**PROBLEM STATEMENT:**
Return every line in the entries below where the word "like" shows up.

Saved entries:
* * * *
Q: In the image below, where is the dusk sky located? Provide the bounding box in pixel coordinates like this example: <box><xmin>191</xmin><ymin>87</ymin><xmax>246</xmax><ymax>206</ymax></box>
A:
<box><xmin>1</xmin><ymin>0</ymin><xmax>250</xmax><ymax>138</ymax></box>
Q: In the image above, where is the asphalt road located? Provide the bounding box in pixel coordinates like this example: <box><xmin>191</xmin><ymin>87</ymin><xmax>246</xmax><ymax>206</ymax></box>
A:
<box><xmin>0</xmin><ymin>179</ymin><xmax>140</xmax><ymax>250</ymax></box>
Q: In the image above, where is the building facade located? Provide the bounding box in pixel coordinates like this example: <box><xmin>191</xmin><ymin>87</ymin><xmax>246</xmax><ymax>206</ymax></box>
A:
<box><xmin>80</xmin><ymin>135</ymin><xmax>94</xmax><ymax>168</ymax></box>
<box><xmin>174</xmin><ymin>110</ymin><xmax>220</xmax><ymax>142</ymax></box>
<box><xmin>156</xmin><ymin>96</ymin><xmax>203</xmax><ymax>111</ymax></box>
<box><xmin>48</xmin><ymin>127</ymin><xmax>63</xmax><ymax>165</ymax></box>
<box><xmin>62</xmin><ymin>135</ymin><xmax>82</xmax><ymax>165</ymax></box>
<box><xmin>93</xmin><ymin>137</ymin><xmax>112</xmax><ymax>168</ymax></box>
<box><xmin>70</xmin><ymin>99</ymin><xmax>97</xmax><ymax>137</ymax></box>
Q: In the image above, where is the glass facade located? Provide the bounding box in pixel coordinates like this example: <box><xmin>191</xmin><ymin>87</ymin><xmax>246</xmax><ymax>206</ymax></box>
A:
* * * *
**RESPONSE AREA:**
Q: In the image below, where is the dusk sky located? Provide the bounding box in pixel coordinates like this example: <box><xmin>191</xmin><ymin>87</ymin><xmax>246</xmax><ymax>206</ymax></box>
Q: In the image above, where is the asphalt road located? Provide the bounding box in pixel coordinates like this example: <box><xmin>191</xmin><ymin>87</ymin><xmax>246</xmax><ymax>206</ymax></box>
Q: In the image above, where is the building facade located? Provide the bounding box in pixel coordinates like this example: <box><xmin>191</xmin><ymin>87</ymin><xmax>246</xmax><ymax>206</ymax></box>
Q: In the image above, where is the glass facade located? Provide the bounding box in pixel coordinates like this example: <box><xmin>191</xmin><ymin>87</ymin><xmax>246</xmax><ymax>206</ymax></box>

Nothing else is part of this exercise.